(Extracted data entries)

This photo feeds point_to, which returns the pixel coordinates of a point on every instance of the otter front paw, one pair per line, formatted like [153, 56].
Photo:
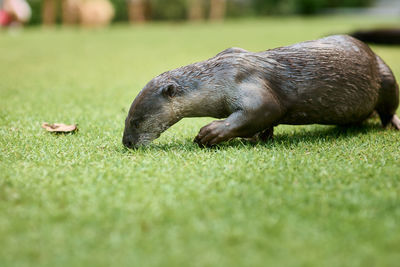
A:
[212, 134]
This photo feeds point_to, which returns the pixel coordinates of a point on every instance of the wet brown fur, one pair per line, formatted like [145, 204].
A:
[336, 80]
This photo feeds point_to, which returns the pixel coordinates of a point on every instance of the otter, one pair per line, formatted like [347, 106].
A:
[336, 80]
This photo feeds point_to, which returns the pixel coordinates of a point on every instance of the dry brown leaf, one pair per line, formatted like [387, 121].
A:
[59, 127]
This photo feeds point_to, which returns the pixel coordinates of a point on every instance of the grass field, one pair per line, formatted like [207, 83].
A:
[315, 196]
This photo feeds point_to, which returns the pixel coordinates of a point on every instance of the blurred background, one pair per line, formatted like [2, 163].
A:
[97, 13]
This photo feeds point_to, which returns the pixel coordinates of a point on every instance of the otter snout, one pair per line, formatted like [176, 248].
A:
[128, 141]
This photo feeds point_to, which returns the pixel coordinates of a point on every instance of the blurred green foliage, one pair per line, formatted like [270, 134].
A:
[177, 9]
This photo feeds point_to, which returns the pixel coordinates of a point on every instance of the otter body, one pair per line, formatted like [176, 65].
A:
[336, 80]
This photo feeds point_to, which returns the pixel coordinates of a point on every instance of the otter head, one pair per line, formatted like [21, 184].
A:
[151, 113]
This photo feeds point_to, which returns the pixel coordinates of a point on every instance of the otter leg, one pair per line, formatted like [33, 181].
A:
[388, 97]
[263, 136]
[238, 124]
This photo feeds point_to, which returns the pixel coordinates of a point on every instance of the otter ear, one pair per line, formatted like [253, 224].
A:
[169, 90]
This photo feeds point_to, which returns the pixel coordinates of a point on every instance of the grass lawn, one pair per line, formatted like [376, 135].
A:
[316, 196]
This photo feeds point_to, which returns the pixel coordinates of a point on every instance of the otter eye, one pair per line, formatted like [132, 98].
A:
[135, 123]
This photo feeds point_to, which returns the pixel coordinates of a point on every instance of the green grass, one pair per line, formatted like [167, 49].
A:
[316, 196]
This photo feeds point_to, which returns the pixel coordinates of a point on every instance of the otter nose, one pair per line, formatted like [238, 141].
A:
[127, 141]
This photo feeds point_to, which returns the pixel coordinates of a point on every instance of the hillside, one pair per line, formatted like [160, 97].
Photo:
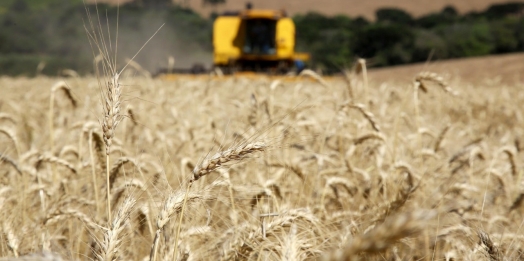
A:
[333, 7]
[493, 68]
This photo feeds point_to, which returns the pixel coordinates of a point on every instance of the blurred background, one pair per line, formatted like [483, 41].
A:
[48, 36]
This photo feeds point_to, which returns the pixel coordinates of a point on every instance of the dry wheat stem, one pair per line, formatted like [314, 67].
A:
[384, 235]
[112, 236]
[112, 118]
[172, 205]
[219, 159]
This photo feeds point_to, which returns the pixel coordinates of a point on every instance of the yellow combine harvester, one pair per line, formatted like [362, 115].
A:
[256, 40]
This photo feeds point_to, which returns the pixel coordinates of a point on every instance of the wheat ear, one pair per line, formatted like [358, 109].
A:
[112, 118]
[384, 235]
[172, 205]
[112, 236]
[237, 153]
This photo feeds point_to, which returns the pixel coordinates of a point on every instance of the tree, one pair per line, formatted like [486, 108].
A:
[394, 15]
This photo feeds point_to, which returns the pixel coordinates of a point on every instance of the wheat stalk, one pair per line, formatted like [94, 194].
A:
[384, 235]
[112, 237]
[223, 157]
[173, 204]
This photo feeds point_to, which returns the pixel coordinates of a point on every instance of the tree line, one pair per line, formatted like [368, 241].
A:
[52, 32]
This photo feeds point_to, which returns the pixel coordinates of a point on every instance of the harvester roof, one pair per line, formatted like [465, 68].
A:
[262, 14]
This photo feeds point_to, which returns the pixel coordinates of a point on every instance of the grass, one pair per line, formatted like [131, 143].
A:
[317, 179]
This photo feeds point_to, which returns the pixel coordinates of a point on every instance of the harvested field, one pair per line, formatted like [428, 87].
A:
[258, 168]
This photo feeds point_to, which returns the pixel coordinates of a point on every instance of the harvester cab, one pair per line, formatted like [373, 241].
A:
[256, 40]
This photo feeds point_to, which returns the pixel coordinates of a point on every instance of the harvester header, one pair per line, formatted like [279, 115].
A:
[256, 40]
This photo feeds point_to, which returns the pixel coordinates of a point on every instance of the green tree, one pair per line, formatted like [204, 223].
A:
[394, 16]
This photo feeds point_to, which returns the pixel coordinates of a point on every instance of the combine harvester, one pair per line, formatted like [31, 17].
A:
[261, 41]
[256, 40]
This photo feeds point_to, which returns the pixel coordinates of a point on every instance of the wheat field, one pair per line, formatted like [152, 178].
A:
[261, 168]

---

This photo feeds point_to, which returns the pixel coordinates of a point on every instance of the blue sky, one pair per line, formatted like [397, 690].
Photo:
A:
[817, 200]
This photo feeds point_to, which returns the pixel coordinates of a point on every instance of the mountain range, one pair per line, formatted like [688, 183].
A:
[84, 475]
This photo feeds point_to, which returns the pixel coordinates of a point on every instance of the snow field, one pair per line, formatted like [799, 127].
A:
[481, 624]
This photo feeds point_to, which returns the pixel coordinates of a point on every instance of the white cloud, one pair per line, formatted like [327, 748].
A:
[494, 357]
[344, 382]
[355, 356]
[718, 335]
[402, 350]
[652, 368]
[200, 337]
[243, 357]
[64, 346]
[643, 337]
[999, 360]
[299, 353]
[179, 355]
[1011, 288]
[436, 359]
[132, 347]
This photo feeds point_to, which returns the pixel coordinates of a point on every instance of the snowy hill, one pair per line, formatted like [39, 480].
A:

PROBLEM REQUIREMENTS:
Search the records for the string "combine" and return every line in which it occurs.

SOLVED PROBLEM:
This photo feeds point_to, which returns the pixel coordinates of a point on every instance of the yellow combine harvester, one pair per line, formatted like [362, 115].
This photo feeds point_to, which returns the pixel coordinates of a point on every instance of the combine harvester, one pair per line, formatted like [31, 17].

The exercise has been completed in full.